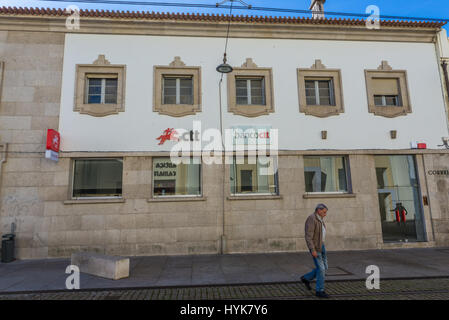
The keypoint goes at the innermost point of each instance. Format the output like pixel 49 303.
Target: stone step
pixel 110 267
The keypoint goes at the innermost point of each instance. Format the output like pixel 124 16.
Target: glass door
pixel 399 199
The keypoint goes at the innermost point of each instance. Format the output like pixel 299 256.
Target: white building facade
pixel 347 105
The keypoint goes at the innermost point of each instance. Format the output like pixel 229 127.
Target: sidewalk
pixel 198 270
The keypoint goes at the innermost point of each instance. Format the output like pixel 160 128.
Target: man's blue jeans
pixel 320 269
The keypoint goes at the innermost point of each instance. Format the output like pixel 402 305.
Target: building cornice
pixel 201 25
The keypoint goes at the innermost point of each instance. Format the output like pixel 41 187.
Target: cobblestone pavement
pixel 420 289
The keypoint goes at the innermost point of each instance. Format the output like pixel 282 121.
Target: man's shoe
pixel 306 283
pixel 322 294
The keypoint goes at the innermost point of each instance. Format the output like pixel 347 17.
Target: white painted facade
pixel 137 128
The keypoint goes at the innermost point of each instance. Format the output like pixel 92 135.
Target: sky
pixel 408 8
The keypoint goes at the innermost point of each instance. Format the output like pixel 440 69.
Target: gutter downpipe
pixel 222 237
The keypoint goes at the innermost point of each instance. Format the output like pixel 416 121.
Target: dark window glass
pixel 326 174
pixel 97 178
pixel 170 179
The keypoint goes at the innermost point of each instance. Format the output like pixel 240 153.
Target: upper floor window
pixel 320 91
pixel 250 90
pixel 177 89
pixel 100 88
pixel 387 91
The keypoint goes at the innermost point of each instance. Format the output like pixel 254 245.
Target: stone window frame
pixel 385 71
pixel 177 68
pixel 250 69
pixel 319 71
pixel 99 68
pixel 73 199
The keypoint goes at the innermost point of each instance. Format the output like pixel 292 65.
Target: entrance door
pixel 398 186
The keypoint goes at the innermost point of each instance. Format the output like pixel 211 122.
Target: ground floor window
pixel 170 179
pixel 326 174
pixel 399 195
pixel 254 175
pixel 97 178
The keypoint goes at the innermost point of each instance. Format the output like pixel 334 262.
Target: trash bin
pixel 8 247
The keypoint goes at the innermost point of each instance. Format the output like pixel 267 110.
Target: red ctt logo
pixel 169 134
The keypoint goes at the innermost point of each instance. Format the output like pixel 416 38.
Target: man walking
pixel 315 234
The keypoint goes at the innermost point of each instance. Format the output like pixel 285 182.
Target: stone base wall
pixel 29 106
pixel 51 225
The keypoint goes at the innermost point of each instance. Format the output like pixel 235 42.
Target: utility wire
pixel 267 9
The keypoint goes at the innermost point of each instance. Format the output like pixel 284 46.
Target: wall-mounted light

---

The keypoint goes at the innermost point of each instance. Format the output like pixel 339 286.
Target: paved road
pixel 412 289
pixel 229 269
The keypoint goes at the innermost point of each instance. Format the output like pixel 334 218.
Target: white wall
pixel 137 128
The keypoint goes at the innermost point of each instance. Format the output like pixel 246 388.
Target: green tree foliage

==

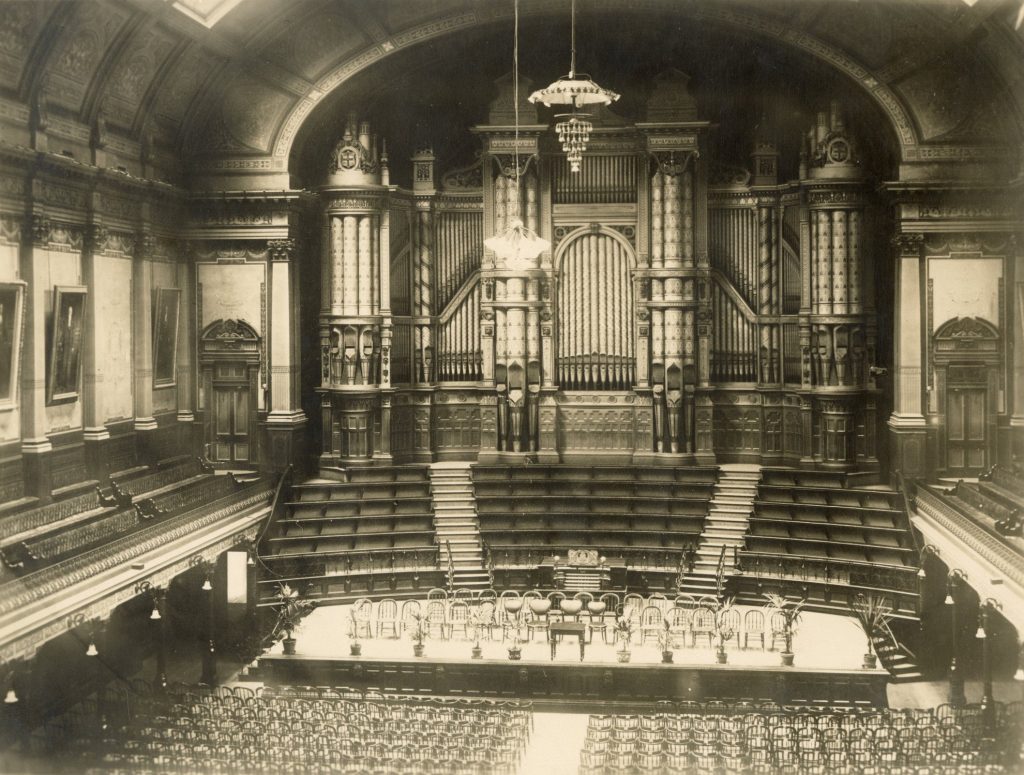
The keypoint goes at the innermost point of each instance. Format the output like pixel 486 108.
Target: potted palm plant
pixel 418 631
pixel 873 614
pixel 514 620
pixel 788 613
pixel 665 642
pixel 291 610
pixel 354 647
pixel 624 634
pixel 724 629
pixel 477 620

### Written exercise
Reproduce word for word the lines that begin with the one containing "pixel 347 17." and end after the one containing "pixel 408 8".

### In response
The keypoint goes at the innermost point of each instance. Format the output like pixel 347 17.
Target: white painted facade
pixel 137 128
The keypoint goes at the innermost point of each instance. Format the output like pixel 92 135.
Target: sky
pixel 408 8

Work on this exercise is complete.